The Problem with a Chicago Municipal Grocery Store
When it comes to centrally planned grocery stores, run-of-the-mill government incompetence is the least of our worries.
hicago's new mayor, Brandon Johnson, is experimenting with a surprising new city policy— government-run grocery stores.
The policy idea was announced by Johnson earlier this week. "I am proud to work alongside partners to take this step in envisioning what a municipally owned grocery store in Chicago could look like," he said.
The proposal comes in response to an apparent lack of access to grocery stores after giants Walmart and Whole Foods closed down their stores in large areas of the city.
The companies each claim the closures were due to the stores being unprofitable. The lack of nearby grocery stores has caused significant speculation on how these locations could possibly be unprofitable.
Many speculate the issues stem from rising thefts in Chicago. DailyMail reports, "to date in 2023 over 2022, thefts are up 25 percent according to the Chicago Police Department while robberies are up 11%."
In any case, municipal authorities in Chicago have decided these closures are severe enough issues to warrant the development of centrally planned grocery stores. How would these stores do? Economic analysis can help us understand what central planning of groceries would look like.
Centrally Ignored Costs
How would a city-run grocery store compare to the private alternative? The main difference between private and government-run services comes down to one word—profit.
Privately run grocery stores have an incentive to make the most profit possible. Profit is simply the difference between the total number of dollars a store receives and the total amount of dollars the store spends (implicitly and explicitly) on inputs such as inventory and labor.
Maximizing profit means trying to maximize the difference between revenue and expenses. For any given amount of sales, stores want the lowest cost possible. Private business wants to buy the minimal amount of labor, inventory, and capital (e.g. shopping carts, shelves, and cash registers) possible while still maintaining high revenues.
This drive to minimize costs is a good thing for society. Every worker and machine used in a grocery store is a worker and machine that cannot be used anywhere else in the economy. Inputs in the production process are scarce, so the less inputs the stores use, the better.
Imagine a grocery store started hiring heart surgeons to work at cash registers. Doctors are smart enough that they'd certainly be good at the job, but this would be incredibly wasteful for society!
Luckily, it would never happen because in order to hire a heart surgeon the store would have to offer higher salaries than hospitals. A grocery store that did this would make a massive loss. This illustrates an important point. The costs a for-profit business faces reflect the cost of that business using society's scarce resources.

------------------------------

THINGS TO DO:
a: In the article on Chicago's municipal grocery store proposal, reproduce the passage starting with "Imagine a grocery" and going on through "society's scarce resources.", swapping "hospitals" for "medical clinics".
b: In the article on Chicago's municipal grocery store proposal, by what percentage does the Chicago Police Department report that thefts rose in 2023 over 2022?
c: Write what follows the final sentence of the article on Chicago's municipal grocery store proposal.

SUPPLIED DATA:
------------------------------

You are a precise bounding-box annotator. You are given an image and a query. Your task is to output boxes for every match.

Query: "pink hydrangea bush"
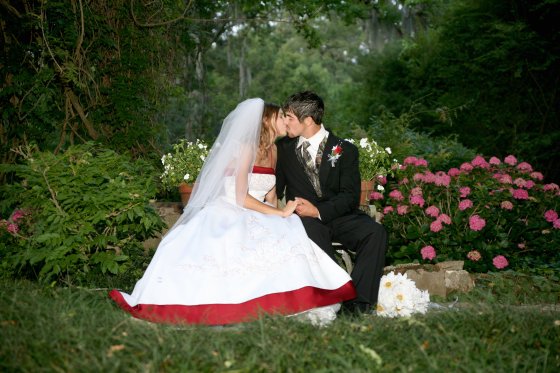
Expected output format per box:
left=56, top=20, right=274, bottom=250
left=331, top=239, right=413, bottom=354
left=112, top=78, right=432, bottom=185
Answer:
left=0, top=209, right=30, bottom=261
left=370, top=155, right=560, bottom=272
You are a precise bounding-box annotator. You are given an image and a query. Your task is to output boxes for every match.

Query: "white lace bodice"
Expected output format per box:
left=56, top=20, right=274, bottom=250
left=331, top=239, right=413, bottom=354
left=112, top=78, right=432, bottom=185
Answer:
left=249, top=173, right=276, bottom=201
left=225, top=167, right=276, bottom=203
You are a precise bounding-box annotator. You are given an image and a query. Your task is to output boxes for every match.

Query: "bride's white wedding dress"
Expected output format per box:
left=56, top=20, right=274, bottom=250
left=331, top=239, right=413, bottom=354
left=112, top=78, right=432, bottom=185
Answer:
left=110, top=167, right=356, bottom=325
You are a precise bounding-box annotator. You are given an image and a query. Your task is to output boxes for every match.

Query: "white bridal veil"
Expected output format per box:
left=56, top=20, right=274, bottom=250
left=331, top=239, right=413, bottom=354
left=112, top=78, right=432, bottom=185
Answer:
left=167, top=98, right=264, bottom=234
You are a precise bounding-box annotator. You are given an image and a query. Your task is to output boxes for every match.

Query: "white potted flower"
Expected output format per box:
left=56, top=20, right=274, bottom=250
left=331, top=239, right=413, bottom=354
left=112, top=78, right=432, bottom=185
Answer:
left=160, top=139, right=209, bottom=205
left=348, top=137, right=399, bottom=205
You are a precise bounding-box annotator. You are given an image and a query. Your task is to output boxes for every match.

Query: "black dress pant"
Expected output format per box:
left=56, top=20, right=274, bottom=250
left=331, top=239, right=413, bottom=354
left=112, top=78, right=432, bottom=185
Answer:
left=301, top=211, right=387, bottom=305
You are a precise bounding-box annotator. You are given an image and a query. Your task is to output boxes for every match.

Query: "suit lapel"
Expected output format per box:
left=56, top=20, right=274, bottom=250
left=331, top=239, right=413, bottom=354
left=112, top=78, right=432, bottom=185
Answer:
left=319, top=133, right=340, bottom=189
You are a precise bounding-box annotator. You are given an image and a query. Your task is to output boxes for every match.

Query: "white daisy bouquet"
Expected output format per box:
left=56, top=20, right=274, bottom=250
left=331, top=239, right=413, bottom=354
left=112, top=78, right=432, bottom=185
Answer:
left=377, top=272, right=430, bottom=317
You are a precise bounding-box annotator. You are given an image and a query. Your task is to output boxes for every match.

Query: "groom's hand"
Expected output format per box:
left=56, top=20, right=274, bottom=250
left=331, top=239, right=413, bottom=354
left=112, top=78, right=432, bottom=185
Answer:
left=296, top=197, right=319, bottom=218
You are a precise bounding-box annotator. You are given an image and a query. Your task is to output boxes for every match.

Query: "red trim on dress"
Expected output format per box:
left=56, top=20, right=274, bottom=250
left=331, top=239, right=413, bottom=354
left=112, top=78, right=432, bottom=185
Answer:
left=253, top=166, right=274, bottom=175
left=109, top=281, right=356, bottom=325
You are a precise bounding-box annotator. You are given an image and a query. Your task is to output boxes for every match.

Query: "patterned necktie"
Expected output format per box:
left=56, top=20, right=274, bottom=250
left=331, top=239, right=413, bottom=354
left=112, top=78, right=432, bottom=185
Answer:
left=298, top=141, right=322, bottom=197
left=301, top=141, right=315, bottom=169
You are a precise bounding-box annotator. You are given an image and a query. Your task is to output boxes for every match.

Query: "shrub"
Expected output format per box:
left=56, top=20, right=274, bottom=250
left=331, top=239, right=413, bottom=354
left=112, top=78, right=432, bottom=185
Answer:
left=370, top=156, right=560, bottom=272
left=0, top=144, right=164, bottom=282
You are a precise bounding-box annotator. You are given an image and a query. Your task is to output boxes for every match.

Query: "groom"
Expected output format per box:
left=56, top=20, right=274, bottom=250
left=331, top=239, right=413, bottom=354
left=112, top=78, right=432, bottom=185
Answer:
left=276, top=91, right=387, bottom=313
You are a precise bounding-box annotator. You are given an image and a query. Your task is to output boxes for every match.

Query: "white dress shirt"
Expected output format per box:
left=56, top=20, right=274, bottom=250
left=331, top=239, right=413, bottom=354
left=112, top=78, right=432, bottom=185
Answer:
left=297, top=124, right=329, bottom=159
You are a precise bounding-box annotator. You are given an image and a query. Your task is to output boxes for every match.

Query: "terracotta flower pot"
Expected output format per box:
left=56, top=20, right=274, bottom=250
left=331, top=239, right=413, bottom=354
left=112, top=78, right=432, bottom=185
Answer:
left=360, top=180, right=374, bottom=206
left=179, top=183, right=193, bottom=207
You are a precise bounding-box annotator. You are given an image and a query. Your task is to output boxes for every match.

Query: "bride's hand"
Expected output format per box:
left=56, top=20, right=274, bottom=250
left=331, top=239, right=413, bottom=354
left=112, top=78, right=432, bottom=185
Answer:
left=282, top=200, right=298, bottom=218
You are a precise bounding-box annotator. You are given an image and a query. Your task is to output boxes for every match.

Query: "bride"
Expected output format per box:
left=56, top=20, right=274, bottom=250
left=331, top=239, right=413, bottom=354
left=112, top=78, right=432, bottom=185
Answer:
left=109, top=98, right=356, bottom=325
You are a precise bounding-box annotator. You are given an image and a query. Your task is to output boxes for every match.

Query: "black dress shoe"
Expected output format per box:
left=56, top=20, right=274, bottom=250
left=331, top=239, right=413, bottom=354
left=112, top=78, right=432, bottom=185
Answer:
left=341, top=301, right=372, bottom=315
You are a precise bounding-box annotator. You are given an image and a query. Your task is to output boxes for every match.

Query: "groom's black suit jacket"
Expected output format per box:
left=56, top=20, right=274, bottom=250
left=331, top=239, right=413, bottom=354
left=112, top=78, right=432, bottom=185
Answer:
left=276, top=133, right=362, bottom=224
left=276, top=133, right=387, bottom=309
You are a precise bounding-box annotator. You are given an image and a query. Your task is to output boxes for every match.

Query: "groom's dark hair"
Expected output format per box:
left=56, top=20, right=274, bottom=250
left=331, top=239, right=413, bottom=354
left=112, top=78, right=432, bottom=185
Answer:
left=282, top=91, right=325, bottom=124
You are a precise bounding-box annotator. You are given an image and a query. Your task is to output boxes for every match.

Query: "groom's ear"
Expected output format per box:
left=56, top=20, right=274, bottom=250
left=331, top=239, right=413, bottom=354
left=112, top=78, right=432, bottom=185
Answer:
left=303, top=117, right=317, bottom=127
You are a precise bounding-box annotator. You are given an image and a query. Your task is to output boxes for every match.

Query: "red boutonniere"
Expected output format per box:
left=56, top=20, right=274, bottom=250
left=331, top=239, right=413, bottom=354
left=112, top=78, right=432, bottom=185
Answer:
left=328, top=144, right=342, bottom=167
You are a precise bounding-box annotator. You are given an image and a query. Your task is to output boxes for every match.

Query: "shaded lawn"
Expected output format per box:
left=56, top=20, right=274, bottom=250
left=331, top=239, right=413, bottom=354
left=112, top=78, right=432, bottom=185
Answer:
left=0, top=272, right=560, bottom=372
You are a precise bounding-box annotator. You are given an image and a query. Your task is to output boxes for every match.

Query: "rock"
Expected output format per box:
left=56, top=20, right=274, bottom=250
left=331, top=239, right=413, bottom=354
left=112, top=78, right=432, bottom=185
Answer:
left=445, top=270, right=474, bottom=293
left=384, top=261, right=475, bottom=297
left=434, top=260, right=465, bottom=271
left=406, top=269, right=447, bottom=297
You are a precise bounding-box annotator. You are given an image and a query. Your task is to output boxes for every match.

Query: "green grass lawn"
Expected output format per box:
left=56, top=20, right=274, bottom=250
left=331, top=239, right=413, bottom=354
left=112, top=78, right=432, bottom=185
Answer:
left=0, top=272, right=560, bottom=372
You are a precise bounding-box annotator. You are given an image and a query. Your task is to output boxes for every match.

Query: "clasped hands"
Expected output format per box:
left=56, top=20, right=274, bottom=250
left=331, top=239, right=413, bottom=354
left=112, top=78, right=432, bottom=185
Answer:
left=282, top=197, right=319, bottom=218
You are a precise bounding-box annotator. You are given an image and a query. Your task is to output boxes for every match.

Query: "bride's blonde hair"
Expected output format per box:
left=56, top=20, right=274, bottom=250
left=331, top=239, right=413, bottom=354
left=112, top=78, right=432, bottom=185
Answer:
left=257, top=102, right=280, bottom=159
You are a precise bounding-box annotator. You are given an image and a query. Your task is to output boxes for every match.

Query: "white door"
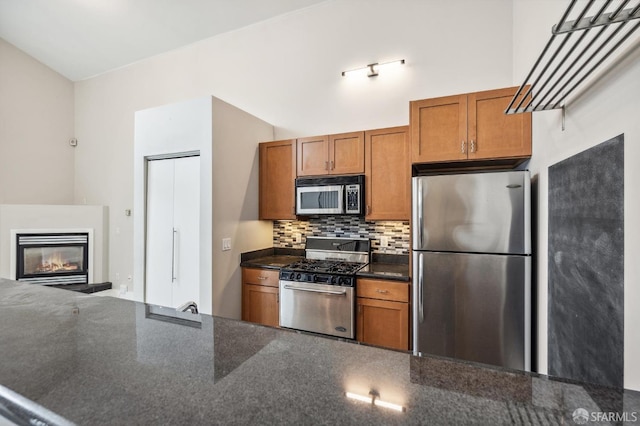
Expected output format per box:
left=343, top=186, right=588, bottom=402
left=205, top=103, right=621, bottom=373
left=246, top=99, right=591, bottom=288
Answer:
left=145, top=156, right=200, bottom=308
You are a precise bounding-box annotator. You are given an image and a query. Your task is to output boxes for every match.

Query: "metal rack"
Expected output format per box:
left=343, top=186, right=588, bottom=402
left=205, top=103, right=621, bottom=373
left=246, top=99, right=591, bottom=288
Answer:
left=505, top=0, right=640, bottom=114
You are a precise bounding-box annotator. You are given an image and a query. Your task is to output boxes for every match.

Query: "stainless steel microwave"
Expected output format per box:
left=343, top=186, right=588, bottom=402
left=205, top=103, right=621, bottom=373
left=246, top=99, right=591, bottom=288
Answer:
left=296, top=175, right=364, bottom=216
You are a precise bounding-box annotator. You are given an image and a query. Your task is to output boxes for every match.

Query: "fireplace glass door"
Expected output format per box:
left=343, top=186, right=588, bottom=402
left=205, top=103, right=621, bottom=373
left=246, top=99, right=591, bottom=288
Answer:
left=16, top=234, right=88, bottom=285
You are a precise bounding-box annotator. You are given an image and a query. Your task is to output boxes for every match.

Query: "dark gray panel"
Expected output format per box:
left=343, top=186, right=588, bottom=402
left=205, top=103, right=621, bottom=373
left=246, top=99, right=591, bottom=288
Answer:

------------------------------

ANSWERS BY ITEM NUMBER:
a:
Imagine a grocery store started hiring heart surgeons to work at cash registers. Doctors are smart enough that they'd certainly be good at the job, but this would be incredibly wasteful for society!
Luckily, it would never happen because in order to hire a heart surgeon the store would have to offer higher salaries than medical clinics. A grocery store that did this would make a massive loss. This illustrates an important point. The costs a for-profit business faces reflect the cost of that business using society's scarce resources.

b: 25 percent.

c:
While it may be obvious in extreme cases like this what inputs you should (or should not) use, not all choices have obvious answers. Should grocery stores buy a computer system that better manages pickup or physical metal shelving to have more in-person shopping? Which one is least wasteful for society? Profit and loss can give the answer. If the computer system does not generate enough revenue to make up for the lost opportunities elsewhere in the economy, the business will run a loss—just like hiring heart surgeons for cashiers.
For-profit businesses are necessarily conservationists of society's resources because every resource used unnecessarily is money out of the pocket of business-owners.
No such logic operates in government-run production, however. There are no profits or losses in municipal operations. This means two things. First, there is no accounting for the value of the assets a business owns and uses in production. How much value are government cash registers producing on net? Without profit, there is no method for being able to tell.
Without the knowledge of profit and loss, there is no incentive for municipal operations to keep costs down. Remember, in for-profit stores every dollar of inputs wasted means a dollar out of the pockets of owners. What about if a dollar of input is wasted in a city-owned store?
Well, the dollar doesn't come out of the politician's pocket. It's not as if the mayor of Chicago takes home the net revenue from Chiagomart. Ultimately, the cost of the grocery store will be borne by taxpayers.
So the problem of the municipal grocery store is twofold. First, a government-owned grocery store will buy and use scarce inputs, but it cannot use knowledge about profits and losses to know if the value created from the input is greater than the cost of using the input. Society's scarce resources will be wasted. Second, there is no incentive for government-run grocery stores to cut costs because the costs are paid by the taxpayer.